Source data:
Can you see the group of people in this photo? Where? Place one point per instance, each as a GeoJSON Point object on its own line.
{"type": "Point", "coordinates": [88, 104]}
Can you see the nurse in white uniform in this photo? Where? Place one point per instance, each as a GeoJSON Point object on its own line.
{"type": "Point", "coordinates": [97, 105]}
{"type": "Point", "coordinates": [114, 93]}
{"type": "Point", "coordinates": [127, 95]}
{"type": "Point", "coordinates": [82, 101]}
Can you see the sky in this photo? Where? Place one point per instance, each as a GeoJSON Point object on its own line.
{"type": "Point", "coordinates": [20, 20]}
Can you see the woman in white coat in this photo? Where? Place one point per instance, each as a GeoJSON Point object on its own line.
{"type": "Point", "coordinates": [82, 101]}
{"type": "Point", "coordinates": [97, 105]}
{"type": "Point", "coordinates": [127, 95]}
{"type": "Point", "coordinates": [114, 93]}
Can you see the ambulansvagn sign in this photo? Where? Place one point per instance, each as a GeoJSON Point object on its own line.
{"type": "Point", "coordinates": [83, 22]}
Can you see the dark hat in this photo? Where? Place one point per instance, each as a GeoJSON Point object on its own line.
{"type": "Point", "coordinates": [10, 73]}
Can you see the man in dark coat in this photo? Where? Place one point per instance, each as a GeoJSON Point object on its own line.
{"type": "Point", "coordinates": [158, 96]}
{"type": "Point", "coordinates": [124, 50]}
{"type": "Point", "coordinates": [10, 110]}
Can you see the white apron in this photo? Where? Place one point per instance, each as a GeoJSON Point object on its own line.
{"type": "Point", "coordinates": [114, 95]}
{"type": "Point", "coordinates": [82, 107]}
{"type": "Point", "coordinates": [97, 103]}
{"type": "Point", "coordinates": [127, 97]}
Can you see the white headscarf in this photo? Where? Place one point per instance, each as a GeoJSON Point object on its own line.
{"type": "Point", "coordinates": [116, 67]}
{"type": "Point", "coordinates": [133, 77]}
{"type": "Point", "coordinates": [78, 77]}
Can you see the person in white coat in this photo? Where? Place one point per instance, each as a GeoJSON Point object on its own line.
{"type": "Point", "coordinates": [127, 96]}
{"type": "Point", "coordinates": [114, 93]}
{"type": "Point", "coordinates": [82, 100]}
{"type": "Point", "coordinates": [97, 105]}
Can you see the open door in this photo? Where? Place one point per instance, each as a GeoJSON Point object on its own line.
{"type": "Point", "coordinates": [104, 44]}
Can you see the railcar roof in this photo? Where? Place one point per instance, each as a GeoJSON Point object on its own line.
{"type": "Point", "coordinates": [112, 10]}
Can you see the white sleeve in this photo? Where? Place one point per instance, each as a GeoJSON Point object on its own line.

What is being asked: Copy every one of the records above word for word, line by line, without changing anything.

Output below:
Can you see the group of people in this photo? Where? Place one point per instance, each as a GeoJSON Point object on its own line.
{"type": "Point", "coordinates": [88, 104]}
Can you see the nurse in white uniform in this photo? Where? Place one point per instance, each as a GeoJSON Point object on its own line.
{"type": "Point", "coordinates": [97, 105]}
{"type": "Point", "coordinates": [114, 93]}
{"type": "Point", "coordinates": [127, 95]}
{"type": "Point", "coordinates": [82, 101]}
Can you see the sky in this photo? Where? Place one point per instance, each as a GeoJSON Point object on its own line.
{"type": "Point", "coordinates": [20, 20]}
Can you see the woman in white coat in this photo? Where? Place one point per instance, each as a GeoJSON Point object on its own line.
{"type": "Point", "coordinates": [82, 101]}
{"type": "Point", "coordinates": [97, 105]}
{"type": "Point", "coordinates": [127, 95]}
{"type": "Point", "coordinates": [114, 93]}
Can you see the ambulansvagn sign in this photo? Where? Place one point per instance, each as a GeoJSON Point object on its own line.
{"type": "Point", "coordinates": [83, 22]}
Can you see the dark hat in this photo? Where? Place one point per instance, each as a GeoJSON Point object on its own line.
{"type": "Point", "coordinates": [10, 73]}
Can you see the man in dark coat in this photo? Where? Place one point per instance, each as a GeoJSON Point object on its own line.
{"type": "Point", "coordinates": [158, 96]}
{"type": "Point", "coordinates": [124, 50]}
{"type": "Point", "coordinates": [10, 110]}
Can you see the white apron in this photo? Where? Place one point per instance, each as a GeoJSON Point object on its own line.
{"type": "Point", "coordinates": [114, 95]}
{"type": "Point", "coordinates": [82, 107]}
{"type": "Point", "coordinates": [97, 103]}
{"type": "Point", "coordinates": [127, 97]}
Can you see the white headscarf in this photo? Where? Place one point per instance, each as a GeoJSON Point object on its own line.
{"type": "Point", "coordinates": [116, 67]}
{"type": "Point", "coordinates": [133, 77]}
{"type": "Point", "coordinates": [78, 77]}
Can you see the person in white coat in this photo? Where? Place one point per instance, each as a GeoJSON Point object on its own line.
{"type": "Point", "coordinates": [127, 96]}
{"type": "Point", "coordinates": [114, 93]}
{"type": "Point", "coordinates": [82, 100]}
{"type": "Point", "coordinates": [97, 105]}
Can you see the open door in this photo? Where? Place one point per instance, each as a GeoJSON Point object on its own line.
{"type": "Point", "coordinates": [104, 44]}
Can you see the railcar roof in this photo? Where? Place one point per instance, each as a GeoJSON Point object on its own line.
{"type": "Point", "coordinates": [112, 10]}
Can you see the white sleeve in this photo? Where? Place one point per instance, each as a GeoJSON Point object on its own line.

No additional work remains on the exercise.